• [TASKS]:
- a) Put the records from the line with "2. For full credit, report the bounding box of each ceiling" through the end of the records into a numbered list, leaving out blank lines.
- b) Write what follows the forum thread about getting best-fit covariance from lmfit's non-leastsq methods, picking up from where it stops.

• [TEXT SECTION]:
** Start **
Get covariance best-fit parameters obtained by lmfit using non-"Leastsq"methods

Question

I have some observational data and I want to fit some model parameters by using lmfit.Minimizer() to minimize an error function which, for reasons I won't get into here, must return a float instead of an array of residuals. This means that I cannot use the Leastsq method to minimize the function. In practice, methods nelder, BFGS and powell converge fine, but these methods do not provide the covariance of the best-fit parameters (MinimizerResult.covar).

I would like to know if thee is a simple way to compute this covariance when using any of the non-Leastsq methods.

Answer 1

It is true that the leastsq method is the only method that can calculate error bars and that this requires a residual array (with more elements than variables!).

It turns out that some work has been done in lmfit toward the goal of being able to compute uncertainties for scalar minimizers, but it is not complete. See https://github.com/lmfit/lmfit-py/issues/169 and https://github.com/lmfit/lmfit-py/pull/481. If you're interested in helping, that would be great!
** End **
[Excerpts from a detection dataset]
** Start **
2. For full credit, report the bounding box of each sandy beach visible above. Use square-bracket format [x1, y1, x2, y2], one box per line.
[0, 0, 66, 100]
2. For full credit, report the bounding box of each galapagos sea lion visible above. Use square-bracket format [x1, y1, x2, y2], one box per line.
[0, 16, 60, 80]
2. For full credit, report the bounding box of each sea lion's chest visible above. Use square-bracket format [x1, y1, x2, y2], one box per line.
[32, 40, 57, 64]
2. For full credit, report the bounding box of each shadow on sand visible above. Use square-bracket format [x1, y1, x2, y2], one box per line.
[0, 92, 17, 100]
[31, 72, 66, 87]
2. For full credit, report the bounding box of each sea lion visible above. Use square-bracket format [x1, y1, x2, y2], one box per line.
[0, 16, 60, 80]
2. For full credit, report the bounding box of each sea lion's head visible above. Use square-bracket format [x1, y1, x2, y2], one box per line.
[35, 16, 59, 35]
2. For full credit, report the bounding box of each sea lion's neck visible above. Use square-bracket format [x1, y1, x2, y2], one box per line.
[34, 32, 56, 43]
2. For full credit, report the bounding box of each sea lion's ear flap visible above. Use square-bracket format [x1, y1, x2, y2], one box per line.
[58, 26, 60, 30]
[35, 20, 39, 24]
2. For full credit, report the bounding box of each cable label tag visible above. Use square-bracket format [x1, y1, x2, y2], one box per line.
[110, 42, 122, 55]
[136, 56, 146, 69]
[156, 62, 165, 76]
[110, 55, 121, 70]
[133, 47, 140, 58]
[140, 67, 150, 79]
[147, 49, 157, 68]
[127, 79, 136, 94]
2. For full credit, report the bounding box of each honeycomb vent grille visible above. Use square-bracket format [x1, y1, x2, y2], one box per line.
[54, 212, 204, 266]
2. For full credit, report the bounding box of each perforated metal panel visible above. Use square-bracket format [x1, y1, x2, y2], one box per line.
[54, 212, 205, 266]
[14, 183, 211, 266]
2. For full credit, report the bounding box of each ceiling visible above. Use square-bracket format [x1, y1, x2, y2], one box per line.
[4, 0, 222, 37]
** End **
• [EXPECTED OUTPUTS]:
- a)
1. 2. For full credit, report the bounding box of each ceiling visible above. Use square-bracket format [x1, y1, x2, y2], one box per line.
2. [4, 0, 222, 37]

- b)
But, yes, you could compute the covariance by hand. For each variable, you would need to make a small perturbation to its value (ideally around 1-sigma, but since that is what you're trying to calculate, you probably don't know it) and then fix that value and optimize all the other values. In this way you can compute the Jacobian matrix (derivative of the residual array with respect to the variables).

From the Jacobian matrix, the covariance matrix is (assuming there are no singularities):

covar = numpy.inv(numpy.dot(numpy.transpose(jacobian), jacobian))